Records excerpted from a collection
┄┄┄┄┄┄┄┄┄┄┄┄┄┄┄┄┄┄┄┄

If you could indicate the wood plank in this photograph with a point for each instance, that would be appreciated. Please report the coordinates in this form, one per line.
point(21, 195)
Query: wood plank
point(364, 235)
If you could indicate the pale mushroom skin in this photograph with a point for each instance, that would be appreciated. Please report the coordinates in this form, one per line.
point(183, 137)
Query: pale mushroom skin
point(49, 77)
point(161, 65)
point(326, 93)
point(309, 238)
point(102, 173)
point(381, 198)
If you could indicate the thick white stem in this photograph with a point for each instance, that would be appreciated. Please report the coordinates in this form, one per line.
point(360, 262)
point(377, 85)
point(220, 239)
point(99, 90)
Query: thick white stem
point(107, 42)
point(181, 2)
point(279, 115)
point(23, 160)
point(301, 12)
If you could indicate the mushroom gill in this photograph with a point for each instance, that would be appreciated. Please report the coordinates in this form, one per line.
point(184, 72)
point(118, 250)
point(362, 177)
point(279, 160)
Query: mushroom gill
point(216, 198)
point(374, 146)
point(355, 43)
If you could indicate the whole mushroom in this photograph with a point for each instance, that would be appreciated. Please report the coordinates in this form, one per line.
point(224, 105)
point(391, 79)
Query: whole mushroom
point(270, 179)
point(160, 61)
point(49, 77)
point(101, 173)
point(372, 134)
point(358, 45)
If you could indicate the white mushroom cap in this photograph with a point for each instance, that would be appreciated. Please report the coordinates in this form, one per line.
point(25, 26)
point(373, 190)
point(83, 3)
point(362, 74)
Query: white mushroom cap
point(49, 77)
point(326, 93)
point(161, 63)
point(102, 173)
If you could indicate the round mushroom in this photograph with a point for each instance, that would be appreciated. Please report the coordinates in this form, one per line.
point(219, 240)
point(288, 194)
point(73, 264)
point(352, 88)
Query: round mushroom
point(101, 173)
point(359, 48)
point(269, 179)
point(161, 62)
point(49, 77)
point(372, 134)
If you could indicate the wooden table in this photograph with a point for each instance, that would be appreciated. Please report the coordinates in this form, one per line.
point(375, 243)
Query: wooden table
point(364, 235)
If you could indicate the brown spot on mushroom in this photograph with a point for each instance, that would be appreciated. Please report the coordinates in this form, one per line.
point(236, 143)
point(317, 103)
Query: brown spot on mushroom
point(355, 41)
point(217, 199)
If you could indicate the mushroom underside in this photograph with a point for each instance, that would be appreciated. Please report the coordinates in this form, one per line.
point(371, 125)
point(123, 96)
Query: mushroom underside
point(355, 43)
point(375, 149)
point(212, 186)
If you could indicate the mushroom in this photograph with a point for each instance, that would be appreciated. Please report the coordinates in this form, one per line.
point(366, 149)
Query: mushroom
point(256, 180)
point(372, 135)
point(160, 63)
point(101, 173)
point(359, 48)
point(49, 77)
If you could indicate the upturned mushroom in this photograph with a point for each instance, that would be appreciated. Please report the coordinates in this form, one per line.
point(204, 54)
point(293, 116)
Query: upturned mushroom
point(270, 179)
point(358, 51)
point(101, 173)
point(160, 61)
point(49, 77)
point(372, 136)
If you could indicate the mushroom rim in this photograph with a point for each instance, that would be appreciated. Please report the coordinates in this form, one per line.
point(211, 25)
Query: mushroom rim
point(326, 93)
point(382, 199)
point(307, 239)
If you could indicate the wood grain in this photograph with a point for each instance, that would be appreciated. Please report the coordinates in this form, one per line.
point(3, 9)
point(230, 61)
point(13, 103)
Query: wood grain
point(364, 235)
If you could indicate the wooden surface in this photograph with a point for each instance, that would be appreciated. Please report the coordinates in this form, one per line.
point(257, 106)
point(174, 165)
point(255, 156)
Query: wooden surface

┄┄┄┄┄┄┄┄┄┄┄┄┄┄┄┄┄┄┄┄

* [TASK PROMPT]: All of the entries above need to be output again exactly.

* [TASK OUTPUT]:
If you could indicate the wood plank in this photograph with a point for each instance, that would be appreciated. Please report the coordinates in this form, one per line.
point(21, 195)
Query: wood plank
point(364, 235)
If you could indicate the pale mushroom skin in this photograph with a point for each instance, that would be appreciated. Please report the coordinates in this form, one per line.
point(183, 137)
Query: pale mushroom skin
point(49, 77)
point(161, 65)
point(326, 93)
point(309, 238)
point(102, 173)
point(381, 198)
If you could indicate the thick white stem in this photograph with a point for each instance, that would be appreciated. Please report the coordinates in this form, one per line.
point(360, 262)
point(377, 85)
point(220, 239)
point(99, 90)
Query: thick white stem
point(107, 42)
point(181, 2)
point(279, 115)
point(23, 160)
point(301, 12)
If you could indicate the mushroom gill in this photograph with a point for each instance, that would be appreciated. Please report the coordinates in this form, one per line.
point(184, 72)
point(118, 250)
point(362, 177)
point(279, 160)
Query: mushroom gill
point(216, 198)
point(374, 146)
point(355, 43)
If you could indicate the whole mushroom in this photograph with a point for each instance, that would be appreciated. Please report the coordinates in this form, one per line.
point(224, 105)
point(391, 79)
Query: whole mushroom
point(270, 179)
point(160, 61)
point(49, 77)
point(101, 173)
point(372, 134)
point(358, 45)
If you could indicate the white mushroom cap in this photograph with a point for each instance, that would be appreciated. Please report the coordinates in this form, one per line.
point(25, 26)
point(373, 190)
point(83, 3)
point(362, 74)
Query: white mushroom cap
point(49, 77)
point(326, 93)
point(161, 63)
point(102, 173)
If you could indicate the round mushroom in this photograph with a point for each instance, that would be appreciated. Please report the coordinates in this form, one per line.
point(219, 240)
point(288, 194)
point(73, 264)
point(352, 88)
Query: round mushroom
point(101, 173)
point(359, 48)
point(269, 179)
point(161, 62)
point(49, 77)
point(372, 134)
If you could indicate the wooden table in this photograph with a point for each instance, that would be appreciated. Please report the coordinates in this form, one per line.
point(375, 243)
Query: wooden table
point(364, 235)
If you could indicate the brown spot on mushroom in this photograph with a point for each instance, that would be appreciated. Please report the coordinates in this form, one per line.
point(236, 143)
point(317, 103)
Query: brown spot on mushroom
point(355, 41)
point(217, 199)
If you could indicate the mushroom underside in this photograph with a point for each instance, that would be appreciated. Please report the coordinates in this form, one per line.
point(371, 125)
point(123, 96)
Query: mushroom underside
point(355, 43)
point(375, 149)
point(212, 186)
If you could indicate the mushroom in this photograph with a point for each instance, that would be appreciated. Please report the coordinates in this form, one per line.
point(366, 149)
Query: mushroom
point(256, 180)
point(372, 135)
point(160, 63)
point(101, 173)
point(359, 48)
point(49, 77)
If you could indicate the upturned mushroom in this photograph with a point for each instance, that would be appreciated. Please report the coordinates in this form, one per line.
point(204, 54)
point(293, 116)
Query: upturned mushroom
point(270, 179)
point(358, 51)
point(101, 173)
point(160, 61)
point(49, 77)
point(372, 136)
If you could indicate the mushroom rim in this photograph with a point for each instance, that would be appreciated. Please report the coordinates in this form, one per line.
point(211, 25)
Query: mushroom rim
point(326, 93)
point(382, 199)
point(307, 239)
If you could indicate the wood grain in this photograph with a point for each instance, that would be appreciated. Please report the coordinates in this form, one per line.
point(3, 9)
point(230, 61)
point(13, 103)
Query: wood grain
point(364, 235)
If you could indicate the wooden surface in this photograph with a point for each instance, that would be appreciated. Please report the coordinates in this form, one per line.
point(257, 106)
point(174, 165)
point(255, 156)
Query: wooden surface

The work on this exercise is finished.